BEGIN Page excerpt
In order to retain good employees, Minesh and Kim Baxi explain in the book Stop Hiring Losers, practice using motivators. By clarifying both the “why” of your own interactions as a business owner, you can work to understand the individual “whys” of others, leading to positive results for all.

The authors define 6 defining attitudes or world views:

1. LEARNING-motivated employees can be given the opportunity for advanced training, along with the opportunity to train new employees.

2. MONEY-motivated employees can be rewarded based on performance outcomes with gift certificates or trips.

3. BEAUTY/HARMONEY-motivated employees can be given the opportunity to decorate for corporate events or redesign workspaces.

4. ALTRUISM-motivated employees can be given the opportunity to represent your company in community and fundraising events.

5. POWER-motivated employees can be given titles and the opportunity to attend leadership seminars.

6. PRINCIPLE-motivated employees can be given the opportunity to represent the company as spokesperson for a social cause.

There is a strong parallel between success in motivating employees and success in blog marketing, we’ve learned at Say It For You. The secret is knowing your particular audience and thinking about how they (not the average person, but specifically “they*) would probably react or feel about your approach to the subject at hand.

For example, while you may point out that your product or service can do something your competitors can’t, that particular “advantage” may or may not be what your audience is likely to value. For example, even if your target audience falls in the money-motivated category, are you the least expensive (that might appeal to a cost-conscious group) or the most expensive (your audience might prize luxury and exclusivity)?
END Page excerpt
Repeat word for word the portion of the employee-motivation excerpt that begins with the words "The authors define" and ends with "attend leadership seminars.". The entries after the employee-motivation excerpt come from a different source.
BEGIN Provided records
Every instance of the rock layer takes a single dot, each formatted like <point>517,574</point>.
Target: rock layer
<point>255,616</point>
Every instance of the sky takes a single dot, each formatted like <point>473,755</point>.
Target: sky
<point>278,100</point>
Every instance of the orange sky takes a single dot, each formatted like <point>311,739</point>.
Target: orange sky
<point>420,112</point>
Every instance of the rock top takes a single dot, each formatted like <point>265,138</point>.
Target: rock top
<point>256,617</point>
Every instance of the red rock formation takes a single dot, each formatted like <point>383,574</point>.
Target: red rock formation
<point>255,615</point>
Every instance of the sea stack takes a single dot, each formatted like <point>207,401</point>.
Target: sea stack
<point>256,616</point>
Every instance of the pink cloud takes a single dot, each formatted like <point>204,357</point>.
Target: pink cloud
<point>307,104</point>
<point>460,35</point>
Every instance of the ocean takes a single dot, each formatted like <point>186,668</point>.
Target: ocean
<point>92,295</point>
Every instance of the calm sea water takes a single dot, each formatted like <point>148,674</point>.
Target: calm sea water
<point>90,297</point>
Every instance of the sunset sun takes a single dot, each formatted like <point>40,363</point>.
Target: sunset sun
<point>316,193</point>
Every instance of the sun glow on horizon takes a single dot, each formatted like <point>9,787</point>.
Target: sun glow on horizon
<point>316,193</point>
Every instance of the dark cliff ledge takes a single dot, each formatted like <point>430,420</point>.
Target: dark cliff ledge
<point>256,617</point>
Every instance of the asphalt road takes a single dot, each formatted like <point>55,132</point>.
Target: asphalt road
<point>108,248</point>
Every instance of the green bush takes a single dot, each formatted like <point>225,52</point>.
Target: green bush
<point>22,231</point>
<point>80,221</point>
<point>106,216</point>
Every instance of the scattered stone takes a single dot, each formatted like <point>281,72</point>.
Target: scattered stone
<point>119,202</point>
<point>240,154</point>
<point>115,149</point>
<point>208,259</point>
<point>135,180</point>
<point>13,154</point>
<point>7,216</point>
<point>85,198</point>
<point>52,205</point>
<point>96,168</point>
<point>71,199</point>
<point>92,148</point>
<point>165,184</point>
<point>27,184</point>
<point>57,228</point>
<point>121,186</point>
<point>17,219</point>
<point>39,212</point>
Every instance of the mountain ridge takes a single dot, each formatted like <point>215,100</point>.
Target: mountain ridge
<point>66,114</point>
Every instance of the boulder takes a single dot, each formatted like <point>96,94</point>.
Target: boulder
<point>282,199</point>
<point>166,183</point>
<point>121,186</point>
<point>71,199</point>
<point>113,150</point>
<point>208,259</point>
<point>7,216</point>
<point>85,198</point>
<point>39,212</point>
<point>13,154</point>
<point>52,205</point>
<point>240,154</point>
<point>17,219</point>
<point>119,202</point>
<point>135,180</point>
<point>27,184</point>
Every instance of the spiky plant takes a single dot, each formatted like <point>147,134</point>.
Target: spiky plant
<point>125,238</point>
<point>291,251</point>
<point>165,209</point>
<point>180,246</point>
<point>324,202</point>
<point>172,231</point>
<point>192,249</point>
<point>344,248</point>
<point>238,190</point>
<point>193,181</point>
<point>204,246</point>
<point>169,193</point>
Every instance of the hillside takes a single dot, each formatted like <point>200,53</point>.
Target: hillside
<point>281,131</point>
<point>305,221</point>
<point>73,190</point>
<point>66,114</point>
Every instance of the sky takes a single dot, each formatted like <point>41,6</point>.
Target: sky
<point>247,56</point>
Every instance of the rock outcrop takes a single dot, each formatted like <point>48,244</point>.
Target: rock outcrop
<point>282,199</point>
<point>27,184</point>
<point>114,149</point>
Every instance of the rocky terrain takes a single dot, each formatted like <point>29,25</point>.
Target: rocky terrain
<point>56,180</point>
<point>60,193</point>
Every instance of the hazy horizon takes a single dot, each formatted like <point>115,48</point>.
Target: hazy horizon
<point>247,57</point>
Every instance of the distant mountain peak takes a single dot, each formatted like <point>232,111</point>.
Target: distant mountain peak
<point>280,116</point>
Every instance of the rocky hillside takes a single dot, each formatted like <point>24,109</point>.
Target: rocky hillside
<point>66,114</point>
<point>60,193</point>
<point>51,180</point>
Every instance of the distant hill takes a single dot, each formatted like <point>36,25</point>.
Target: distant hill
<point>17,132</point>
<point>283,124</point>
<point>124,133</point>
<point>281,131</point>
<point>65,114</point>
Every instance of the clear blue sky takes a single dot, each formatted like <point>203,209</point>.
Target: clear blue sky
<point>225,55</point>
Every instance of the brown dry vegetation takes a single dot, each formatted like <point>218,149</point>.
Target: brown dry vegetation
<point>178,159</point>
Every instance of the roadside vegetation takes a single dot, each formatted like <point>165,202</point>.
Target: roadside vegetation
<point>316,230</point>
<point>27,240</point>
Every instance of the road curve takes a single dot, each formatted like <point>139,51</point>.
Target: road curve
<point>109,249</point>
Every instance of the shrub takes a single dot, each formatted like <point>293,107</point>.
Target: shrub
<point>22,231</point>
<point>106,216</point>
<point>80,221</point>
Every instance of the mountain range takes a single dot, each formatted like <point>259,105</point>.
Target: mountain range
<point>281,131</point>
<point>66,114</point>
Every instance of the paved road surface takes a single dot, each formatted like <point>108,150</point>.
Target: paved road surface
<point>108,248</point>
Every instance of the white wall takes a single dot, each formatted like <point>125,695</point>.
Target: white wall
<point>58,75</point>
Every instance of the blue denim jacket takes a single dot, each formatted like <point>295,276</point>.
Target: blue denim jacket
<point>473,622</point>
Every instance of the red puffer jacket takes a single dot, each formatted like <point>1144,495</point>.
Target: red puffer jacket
END Provided records
### Output below
The authors define 6 defining attitudes or world views:

1. LEARNING-motivated employees can be given the opportunity for advanced training, along with the opportunity to train new employees.

2. MONEY-motivated employees can be rewarded based on performance outcomes with gift certificates or trips.

3. BEAUTY/HARMONEY-motivated employees can be given the opportunity to decorate for corporate events or redesign workspaces.

4. ALTRUISM-motivated employees can be given the opportunity to represent your company in community and fundraising events.

5. POWER-motivated employees can be given titles and the opportunity to attend leadership seminars.